**Kaynak Metin**
Yeni projelerle Anadolu Yakası çekim merkezi olacak!
Fortune Türkiye, Emaar Türkiye işbirliği ile Anadolu Yakasının iş ve fikir önderleri yeni bir toplantıda bir araya geldi. Anadolu Yakası'nı odağa alan toplantılar dizisinin ikincisinde, sosyal yaşam ve kaliteli iş döngüsü açısından Anadolu Yakası değerlendirildi.
Fortune Türkiye, Emaar Türkiye işbirliği ile Anadolu Yakasının iş ve fikir önderleri yeni bir toplantıda bir araya geldi. Amaç, bu yakada faaliyet gösteren şirketlerle bir platform oluşturabilmek. “Anadolu yakasında iş yapmak ve yaşamak şirketlere, bireylere nasıl bir değer katıyor? Anadolu Yakası perspektifinden gelecek nasıl görünüyor?” soruları, toplantının odak noktasını oluşturdu. Ayrıca sosyal yaşam ve kaliteli iş döngüsü açısından Anadolu Yakası değerlendirildi.
Moderatörlüğünü Fortune Türkiye Yayın Direktörü Cüneyt Toros’un üstlendiği Emaar Square Residences’ta gerçekleşen toplantıda Anadolu Yakası’nın taşıdığı potansiyelin altı bir kez daha çizilirken, yakanın sosyo-ekonomik sorunlarına da değinildi. Anadolu hinterlandının (Avrupa Yakası’na göre) daha açık olan yapısı şirketleri buraya doğru çekerken, gelecek yıl tamamlanacağı belirtilen banliyö hattı ve hızla devam eden metro projeleri ile ulaşım sorununun da çözülmesi bekleniyor. Kentsel dönüşüm sürerken yakanın sosyokülterel yapısındaki bozulma ise, burada faaliyet gösteren şirket yöneticileri için endişe kaynağı olmaya devam ediyor.

**Nokta etiketleme veri kümesinden alıntılar**
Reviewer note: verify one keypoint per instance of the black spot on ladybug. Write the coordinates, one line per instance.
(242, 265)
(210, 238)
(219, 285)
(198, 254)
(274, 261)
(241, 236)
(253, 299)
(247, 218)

**Yapılacaklar**
(1) Yukarıdaki nokta etiketleme kayıtlarının bütün satırlarını hiçbirini atlamadan yeniden yazın. Yanıtlardaki koordinatların her sayısına 123 ekleyin.
(2) Anadolu Yakası üzerine yukarıdaki haberi kaldığı yerden sürdürün.

**Görev Yanıtları**
(1)
Reviewer note: verify one keypoint per instance of the black spot on ladybug. Write the coordinates, one line per instance.
(365, 388)
(333, 361)
(342, 408)
(321, 377)
(397, 384)
(364, 359)
(376, 422)
(370, 341)

(2)
Birbirinden değerli katılımcılar ve sektör temsilcileriyle bereber ortak akıl platformu çerçevesinde gerçekleştirdiğimiz toplantıdan ilginç başlıklar, değerlendirmeler ve çözüm önerileri...
ARZU ULUDAĞ- EMAAR TÜRKİYE SATIŞ, PAZARLAMADAN SORUMLU KIDEMLİ DİREKTÖR
"2018 yılında 5 yıldızlı otelimiz The Address İstanbul açılacak"
İstanbul’un parlayan yıldızı Anadolu Yakası’nda ''yatırımların yoğunlaşması ve şehrin bu yönde büyümesiyle birlikte, Anadolu Yakası daha değerli bir yaşam merkezine dönüşmeye başladı. “Pendik Marina, Kurtköy’deki İstanbul Park motor sporları pisti ve Sabiha Gökçen Havalimanı, İstanbul’un hızla gelişen önemli merkezlerini temsil ediyor” diyen Uludağ, İstanbul’un üç büyük gelişim arterinden ikisi olan Marmaray ve Avrasya Tüneli ile İstanbul’daki A tipi ofis arzının yarısının Anadolu Yakası’nda olduğunu belirtti. İstanbul Finans Merkezi sebebiyle ofis stoğu da gitgide artıyor. Uludağ, “Emaar, Anadolu Yakası’ndaki gelişimi ve bölgenin potansiyelini fark ederek yatırımlarını Çamlıca’ya yaptı. Projemizin içerisinde alışveriş merkezimiz Emaar Square Mail bulunuyor. Aynca bin 71 tane konutumuz ve bir ofis bloğumuz var. 2018 yılında ise Emaar Square projesinde bulunan 5 yıldızlı otelimiz The Address İstanbul açılacak” dedi.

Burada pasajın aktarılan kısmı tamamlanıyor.